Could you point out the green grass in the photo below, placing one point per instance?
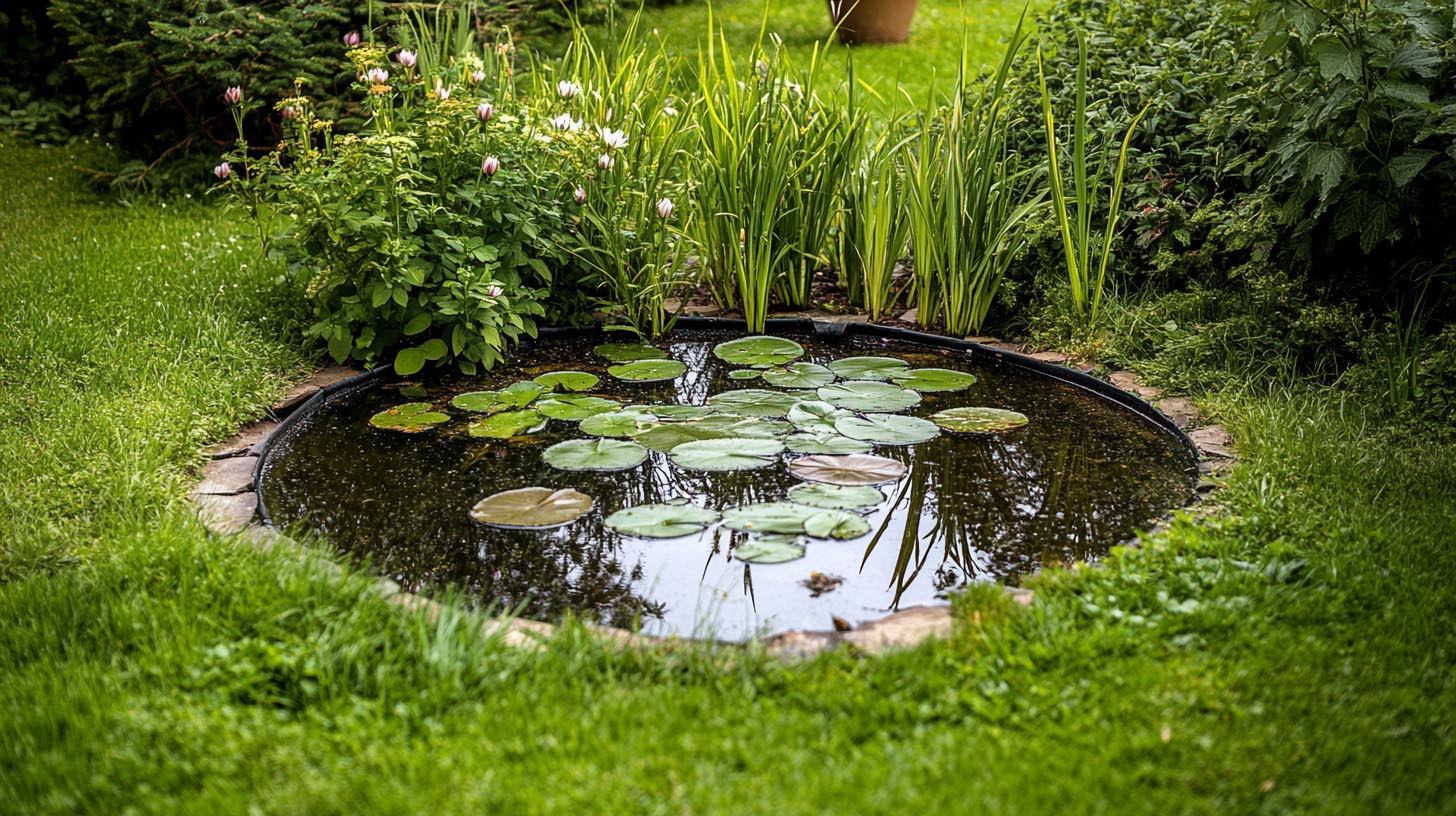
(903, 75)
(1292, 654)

...

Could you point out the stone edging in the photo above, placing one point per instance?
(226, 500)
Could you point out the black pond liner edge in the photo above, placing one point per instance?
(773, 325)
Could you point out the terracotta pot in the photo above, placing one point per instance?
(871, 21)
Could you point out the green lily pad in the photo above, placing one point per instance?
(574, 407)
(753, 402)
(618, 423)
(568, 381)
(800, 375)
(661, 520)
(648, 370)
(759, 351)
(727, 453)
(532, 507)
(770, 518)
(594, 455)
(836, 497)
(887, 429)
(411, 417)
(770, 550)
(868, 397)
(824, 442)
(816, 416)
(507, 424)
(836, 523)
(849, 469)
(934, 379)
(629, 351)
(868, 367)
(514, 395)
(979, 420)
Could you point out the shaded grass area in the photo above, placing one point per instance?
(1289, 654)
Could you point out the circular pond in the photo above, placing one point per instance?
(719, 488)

◆ Task prompt: Arrange the lines as a numbered list, starting with the line that contains "Could you point out the green grass" and going on through the line that contains "(1292, 654)". Leave out blank lines and the picture.

◆ Complete response:
1. Could you point out the green grass in the photo below, placing one point per instance?
2. (903, 75)
3. (1292, 654)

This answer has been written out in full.